§ PAGE:
• • • •

Oh My Tech: The (possible) death of the PC
Is the home PC taking up a lot of room and a thing of the past? Do I [throw it away]? Thanks.
As Bill Murray said in the movie "Stripes," "And then . . . depression set in."
This is one of the saddest questions I've had to answer. That's because it reminds me of the possibility that one day desktop computers may fade off into the horizon like 8-track cassettes and VHS decks.
That's a shame for me on a couple of levels. For one, some of the best and most gorgeous video games I've ever played and still play today are for the PC, not a video game console or a tablet. Secondly, a desktop computer is the still way to get the most powerful computing at home. While you may not need that kind of power for everyday tasks like surfing the web or writing emails, it's still the best hardware for getting complex jobs done like video editing and desktop publishing. Oh, and of course, it's best for gaming.
But the fact is, desktop computing has been on a steady decline, first due to laptop computers and then mobile computing. As mobile devices such as the iPhone, iPad and Android devices become more powerful, the need for desktop computers wanes.

• • • •

§ GIVEN ENTRIES:
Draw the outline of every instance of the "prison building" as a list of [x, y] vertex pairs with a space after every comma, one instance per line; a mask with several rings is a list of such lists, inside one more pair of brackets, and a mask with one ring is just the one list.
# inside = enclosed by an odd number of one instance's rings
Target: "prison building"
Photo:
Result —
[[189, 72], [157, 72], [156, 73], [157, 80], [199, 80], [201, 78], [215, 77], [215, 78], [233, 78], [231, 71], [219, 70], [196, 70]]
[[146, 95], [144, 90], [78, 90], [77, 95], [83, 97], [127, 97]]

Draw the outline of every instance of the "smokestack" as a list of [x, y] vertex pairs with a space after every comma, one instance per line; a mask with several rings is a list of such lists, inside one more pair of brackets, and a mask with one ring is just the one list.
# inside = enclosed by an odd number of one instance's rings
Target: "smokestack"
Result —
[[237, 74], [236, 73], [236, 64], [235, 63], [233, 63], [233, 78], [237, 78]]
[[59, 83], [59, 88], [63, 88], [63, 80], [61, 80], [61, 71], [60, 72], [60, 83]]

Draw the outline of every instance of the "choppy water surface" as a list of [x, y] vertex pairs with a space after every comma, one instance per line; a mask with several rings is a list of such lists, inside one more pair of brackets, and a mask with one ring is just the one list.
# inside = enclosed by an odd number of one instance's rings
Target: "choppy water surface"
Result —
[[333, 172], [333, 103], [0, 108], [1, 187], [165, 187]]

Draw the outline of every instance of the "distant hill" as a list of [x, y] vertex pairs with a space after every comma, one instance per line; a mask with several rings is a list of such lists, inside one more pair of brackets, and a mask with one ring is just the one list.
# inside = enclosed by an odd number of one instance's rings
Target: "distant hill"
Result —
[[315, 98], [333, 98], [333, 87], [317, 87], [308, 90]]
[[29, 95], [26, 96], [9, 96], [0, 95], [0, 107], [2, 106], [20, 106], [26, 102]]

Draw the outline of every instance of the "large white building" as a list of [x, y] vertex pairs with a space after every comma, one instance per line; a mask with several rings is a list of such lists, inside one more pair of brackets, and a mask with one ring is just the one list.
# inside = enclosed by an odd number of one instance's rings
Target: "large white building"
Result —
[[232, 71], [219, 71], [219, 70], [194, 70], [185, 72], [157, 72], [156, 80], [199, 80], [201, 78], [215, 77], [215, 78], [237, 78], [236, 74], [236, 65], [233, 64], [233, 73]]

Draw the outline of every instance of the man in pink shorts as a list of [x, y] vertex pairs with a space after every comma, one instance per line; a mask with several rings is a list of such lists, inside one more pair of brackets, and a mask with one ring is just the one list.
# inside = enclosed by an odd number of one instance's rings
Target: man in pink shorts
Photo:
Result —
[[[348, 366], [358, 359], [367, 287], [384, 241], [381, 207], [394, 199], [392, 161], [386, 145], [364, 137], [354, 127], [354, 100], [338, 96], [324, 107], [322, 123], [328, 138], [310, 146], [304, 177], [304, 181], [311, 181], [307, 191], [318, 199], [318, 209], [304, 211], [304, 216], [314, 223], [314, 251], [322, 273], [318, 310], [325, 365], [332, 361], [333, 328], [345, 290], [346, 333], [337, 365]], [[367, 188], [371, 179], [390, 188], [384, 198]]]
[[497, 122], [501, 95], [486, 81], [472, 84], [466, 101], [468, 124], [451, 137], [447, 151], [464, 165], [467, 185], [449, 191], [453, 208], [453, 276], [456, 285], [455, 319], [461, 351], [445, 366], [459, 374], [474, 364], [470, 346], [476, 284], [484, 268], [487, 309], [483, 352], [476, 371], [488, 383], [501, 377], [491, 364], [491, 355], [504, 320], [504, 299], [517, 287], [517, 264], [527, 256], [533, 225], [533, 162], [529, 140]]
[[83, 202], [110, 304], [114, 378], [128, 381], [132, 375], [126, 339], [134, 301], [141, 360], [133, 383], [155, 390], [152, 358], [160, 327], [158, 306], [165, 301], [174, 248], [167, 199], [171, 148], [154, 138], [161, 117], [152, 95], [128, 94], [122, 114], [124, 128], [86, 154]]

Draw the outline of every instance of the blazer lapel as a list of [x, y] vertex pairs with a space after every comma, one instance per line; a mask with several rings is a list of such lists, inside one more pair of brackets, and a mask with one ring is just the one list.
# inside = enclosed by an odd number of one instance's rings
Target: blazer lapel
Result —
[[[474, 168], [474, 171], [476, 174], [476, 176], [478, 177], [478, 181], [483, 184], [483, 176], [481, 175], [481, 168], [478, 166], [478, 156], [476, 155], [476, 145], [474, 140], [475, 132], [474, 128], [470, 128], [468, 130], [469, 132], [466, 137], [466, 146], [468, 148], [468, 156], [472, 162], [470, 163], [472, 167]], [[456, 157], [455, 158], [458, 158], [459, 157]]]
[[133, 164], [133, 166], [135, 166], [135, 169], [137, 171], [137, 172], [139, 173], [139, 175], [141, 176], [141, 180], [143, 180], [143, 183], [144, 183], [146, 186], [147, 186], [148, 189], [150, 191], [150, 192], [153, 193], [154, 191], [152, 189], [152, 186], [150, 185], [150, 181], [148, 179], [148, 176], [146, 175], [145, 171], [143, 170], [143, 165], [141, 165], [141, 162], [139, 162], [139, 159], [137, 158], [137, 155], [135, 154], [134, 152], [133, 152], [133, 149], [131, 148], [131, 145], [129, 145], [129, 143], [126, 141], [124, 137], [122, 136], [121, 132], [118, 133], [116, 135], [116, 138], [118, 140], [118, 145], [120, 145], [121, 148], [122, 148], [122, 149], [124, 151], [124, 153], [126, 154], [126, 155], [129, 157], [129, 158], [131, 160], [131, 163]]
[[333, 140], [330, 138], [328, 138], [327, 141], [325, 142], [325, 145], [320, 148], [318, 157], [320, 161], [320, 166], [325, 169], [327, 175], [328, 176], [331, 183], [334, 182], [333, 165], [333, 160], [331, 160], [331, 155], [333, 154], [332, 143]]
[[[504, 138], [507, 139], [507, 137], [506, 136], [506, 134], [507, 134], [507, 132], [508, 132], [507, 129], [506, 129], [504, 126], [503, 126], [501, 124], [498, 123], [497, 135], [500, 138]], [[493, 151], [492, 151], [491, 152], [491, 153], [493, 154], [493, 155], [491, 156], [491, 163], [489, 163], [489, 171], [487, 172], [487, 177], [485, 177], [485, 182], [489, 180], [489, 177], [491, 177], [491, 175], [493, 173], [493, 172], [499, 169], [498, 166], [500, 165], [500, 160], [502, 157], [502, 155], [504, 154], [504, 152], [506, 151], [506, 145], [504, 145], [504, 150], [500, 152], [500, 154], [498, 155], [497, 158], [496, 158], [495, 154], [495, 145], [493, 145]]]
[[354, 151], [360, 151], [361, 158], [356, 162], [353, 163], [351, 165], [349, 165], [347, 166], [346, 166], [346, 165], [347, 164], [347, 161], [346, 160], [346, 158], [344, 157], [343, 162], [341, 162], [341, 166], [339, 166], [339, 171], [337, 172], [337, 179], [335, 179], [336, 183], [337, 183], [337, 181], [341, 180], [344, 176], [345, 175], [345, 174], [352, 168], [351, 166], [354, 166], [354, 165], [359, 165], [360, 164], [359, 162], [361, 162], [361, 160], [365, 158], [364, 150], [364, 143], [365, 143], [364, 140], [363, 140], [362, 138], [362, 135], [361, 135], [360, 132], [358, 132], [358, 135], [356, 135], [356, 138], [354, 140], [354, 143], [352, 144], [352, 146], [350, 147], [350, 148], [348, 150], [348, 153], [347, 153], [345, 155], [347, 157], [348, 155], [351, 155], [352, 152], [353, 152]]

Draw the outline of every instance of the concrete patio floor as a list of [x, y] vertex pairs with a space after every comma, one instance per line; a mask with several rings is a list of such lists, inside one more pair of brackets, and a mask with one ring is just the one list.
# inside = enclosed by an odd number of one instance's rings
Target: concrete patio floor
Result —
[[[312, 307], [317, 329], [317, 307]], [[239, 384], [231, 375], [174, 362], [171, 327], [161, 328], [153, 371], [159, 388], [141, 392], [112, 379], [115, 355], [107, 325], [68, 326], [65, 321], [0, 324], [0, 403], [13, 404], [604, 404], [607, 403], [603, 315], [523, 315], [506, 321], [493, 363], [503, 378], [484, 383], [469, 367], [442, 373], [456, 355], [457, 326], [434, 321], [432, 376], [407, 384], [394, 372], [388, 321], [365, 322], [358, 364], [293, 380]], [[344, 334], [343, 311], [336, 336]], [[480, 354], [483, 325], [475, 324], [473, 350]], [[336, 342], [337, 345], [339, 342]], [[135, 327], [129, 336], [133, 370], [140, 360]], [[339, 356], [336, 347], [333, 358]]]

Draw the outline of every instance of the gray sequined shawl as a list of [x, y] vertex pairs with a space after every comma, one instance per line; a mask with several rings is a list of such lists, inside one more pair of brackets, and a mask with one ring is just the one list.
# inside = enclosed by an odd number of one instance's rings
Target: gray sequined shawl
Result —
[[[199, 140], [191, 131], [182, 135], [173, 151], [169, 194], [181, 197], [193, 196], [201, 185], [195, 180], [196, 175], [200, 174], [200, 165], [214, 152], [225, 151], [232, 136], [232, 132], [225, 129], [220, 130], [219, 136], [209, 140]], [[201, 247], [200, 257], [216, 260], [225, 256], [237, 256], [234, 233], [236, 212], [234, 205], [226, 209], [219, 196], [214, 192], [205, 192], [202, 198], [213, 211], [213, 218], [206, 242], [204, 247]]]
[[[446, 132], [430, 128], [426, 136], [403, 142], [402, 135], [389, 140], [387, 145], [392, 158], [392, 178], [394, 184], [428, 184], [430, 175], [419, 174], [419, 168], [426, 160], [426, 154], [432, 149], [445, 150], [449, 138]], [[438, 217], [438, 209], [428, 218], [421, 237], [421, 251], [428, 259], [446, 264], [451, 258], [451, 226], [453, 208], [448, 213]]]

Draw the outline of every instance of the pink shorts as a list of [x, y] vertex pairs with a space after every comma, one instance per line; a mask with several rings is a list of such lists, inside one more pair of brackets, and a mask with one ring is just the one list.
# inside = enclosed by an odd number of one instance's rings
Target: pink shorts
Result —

• • • •

§ WORK INSTRUCTIONS:
**A.** Answer these from the column on the possible death of the PC:
(i) Which movie is the Bill Murray line quoted from?
(ii) What two older formats might desktop computers fade away like?
(iii) What two things does the column say caused desktop computing's steady decline?
**B.** Reproduce the stretch of the column on the possible death of the PC from "That's a shame" through "best for gaming.".
The records come from a separate source.

§ SOLUTIONS BY TASK:
**A.**
(i) "Stripes"
(ii) 8-track cassettes and VHS decks
(iii) Laptop computers, and then mobile computing

**B.**
That's a shame for me on a couple of levels. For one, some of the best and most gorgeous video games I've ever played and still play today are for the PC, not a video game console or a tablet. Secondly, a desktop computer is the still way to get the most powerful computing at home. While you may not need that kind of power for everyday tasks like surfing the web or writing emails, it's still the best hardware for getting complex jobs done like video editing and desktop publishing. Oh, and of course, it's best for gaming.